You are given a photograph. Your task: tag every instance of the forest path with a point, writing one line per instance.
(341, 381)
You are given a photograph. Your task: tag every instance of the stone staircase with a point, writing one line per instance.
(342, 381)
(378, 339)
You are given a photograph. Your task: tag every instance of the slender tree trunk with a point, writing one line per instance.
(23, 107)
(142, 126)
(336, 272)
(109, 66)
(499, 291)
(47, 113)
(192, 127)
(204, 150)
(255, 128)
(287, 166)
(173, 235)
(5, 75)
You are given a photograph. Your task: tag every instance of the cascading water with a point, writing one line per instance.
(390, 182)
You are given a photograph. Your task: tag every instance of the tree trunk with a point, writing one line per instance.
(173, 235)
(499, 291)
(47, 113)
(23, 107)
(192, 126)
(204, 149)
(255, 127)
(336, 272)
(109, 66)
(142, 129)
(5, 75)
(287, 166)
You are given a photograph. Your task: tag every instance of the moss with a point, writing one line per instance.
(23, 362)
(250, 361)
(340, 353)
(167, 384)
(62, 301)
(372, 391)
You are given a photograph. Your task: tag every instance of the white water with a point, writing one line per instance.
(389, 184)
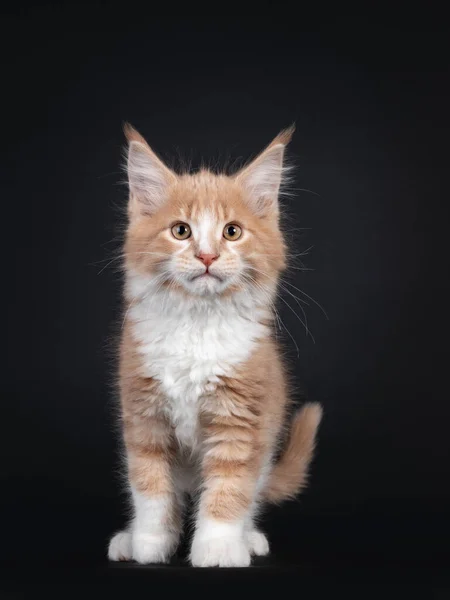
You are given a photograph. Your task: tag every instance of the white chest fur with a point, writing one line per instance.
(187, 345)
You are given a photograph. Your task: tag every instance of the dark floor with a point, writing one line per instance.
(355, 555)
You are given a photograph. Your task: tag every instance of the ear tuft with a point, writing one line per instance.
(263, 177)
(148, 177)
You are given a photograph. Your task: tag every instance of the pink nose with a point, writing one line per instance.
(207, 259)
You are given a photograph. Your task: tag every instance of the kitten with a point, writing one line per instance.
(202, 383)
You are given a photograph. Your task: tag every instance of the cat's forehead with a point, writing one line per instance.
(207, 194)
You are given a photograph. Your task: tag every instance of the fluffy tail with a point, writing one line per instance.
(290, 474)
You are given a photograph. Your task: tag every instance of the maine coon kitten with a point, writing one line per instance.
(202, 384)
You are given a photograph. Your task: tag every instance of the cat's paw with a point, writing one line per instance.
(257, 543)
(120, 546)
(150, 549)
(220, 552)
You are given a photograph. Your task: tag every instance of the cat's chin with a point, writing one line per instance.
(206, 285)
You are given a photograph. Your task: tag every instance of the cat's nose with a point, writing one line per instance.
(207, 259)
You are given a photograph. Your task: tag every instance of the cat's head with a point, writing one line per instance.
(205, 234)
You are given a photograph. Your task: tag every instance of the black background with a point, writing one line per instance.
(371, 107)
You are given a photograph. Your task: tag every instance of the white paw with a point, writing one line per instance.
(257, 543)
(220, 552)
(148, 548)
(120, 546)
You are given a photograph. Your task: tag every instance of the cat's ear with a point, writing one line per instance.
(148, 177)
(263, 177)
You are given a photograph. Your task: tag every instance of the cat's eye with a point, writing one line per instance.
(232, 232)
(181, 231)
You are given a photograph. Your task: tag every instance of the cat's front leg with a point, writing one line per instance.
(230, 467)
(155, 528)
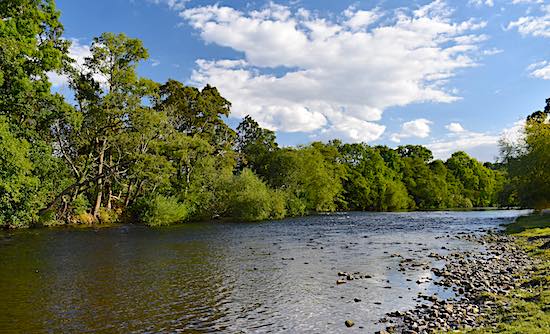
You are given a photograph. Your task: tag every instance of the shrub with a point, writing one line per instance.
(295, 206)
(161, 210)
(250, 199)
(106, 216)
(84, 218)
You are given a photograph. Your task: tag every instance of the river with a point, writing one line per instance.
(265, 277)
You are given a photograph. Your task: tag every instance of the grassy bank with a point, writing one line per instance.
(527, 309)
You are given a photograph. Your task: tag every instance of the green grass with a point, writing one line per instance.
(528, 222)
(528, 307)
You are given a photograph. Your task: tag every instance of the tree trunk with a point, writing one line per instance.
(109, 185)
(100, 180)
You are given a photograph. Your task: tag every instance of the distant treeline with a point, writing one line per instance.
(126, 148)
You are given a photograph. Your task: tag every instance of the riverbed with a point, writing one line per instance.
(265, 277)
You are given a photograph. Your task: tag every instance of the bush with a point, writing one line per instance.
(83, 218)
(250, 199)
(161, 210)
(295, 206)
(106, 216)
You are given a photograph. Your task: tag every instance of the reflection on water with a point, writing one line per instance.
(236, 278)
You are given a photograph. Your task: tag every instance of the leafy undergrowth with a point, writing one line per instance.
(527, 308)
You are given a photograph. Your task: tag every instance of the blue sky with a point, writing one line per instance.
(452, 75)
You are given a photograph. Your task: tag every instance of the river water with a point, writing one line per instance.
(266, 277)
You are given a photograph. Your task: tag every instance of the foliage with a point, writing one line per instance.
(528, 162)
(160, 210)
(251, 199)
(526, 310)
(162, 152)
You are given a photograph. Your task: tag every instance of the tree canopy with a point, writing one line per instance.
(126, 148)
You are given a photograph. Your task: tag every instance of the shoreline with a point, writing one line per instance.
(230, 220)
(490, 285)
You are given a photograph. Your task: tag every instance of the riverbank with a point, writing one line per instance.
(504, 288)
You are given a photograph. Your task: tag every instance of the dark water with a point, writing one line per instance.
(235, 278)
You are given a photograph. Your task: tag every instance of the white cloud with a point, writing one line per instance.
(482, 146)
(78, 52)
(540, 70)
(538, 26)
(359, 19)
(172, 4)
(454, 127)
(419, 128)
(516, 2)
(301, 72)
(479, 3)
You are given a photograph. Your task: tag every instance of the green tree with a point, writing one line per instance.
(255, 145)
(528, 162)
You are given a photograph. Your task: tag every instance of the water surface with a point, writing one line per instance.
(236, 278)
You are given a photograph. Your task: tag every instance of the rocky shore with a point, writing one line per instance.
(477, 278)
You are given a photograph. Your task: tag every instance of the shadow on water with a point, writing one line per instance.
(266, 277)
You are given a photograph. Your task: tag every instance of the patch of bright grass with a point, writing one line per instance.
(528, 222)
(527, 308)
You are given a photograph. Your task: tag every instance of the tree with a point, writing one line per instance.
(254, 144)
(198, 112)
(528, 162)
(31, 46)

----

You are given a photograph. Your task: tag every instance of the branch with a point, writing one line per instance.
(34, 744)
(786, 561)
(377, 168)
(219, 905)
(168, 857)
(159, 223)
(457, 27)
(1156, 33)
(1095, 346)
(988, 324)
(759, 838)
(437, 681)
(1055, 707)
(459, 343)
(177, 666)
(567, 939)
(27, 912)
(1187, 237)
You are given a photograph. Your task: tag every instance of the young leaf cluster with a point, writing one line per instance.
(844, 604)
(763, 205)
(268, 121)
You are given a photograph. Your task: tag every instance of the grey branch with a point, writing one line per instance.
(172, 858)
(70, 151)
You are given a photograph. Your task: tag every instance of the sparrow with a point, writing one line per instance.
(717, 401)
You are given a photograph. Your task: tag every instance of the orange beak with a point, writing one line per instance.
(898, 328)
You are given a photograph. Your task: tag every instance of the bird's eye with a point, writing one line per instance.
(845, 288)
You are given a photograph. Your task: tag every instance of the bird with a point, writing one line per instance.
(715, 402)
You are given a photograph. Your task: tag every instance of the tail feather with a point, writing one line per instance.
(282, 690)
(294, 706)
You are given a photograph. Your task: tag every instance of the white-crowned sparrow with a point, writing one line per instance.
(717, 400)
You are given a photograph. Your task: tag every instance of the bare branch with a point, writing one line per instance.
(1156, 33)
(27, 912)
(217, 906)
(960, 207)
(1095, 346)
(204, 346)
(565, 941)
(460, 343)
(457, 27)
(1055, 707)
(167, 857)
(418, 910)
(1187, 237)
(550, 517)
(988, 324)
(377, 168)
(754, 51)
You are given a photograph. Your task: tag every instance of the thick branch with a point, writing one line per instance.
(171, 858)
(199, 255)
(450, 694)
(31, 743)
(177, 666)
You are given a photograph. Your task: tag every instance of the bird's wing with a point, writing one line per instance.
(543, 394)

----

**STATED PROBLEM:** Count the lines in both blocks above that contain the string "sparrow", treating uppercase and lowercase as distinct, and give only the number.

**TASK RESULT:** 2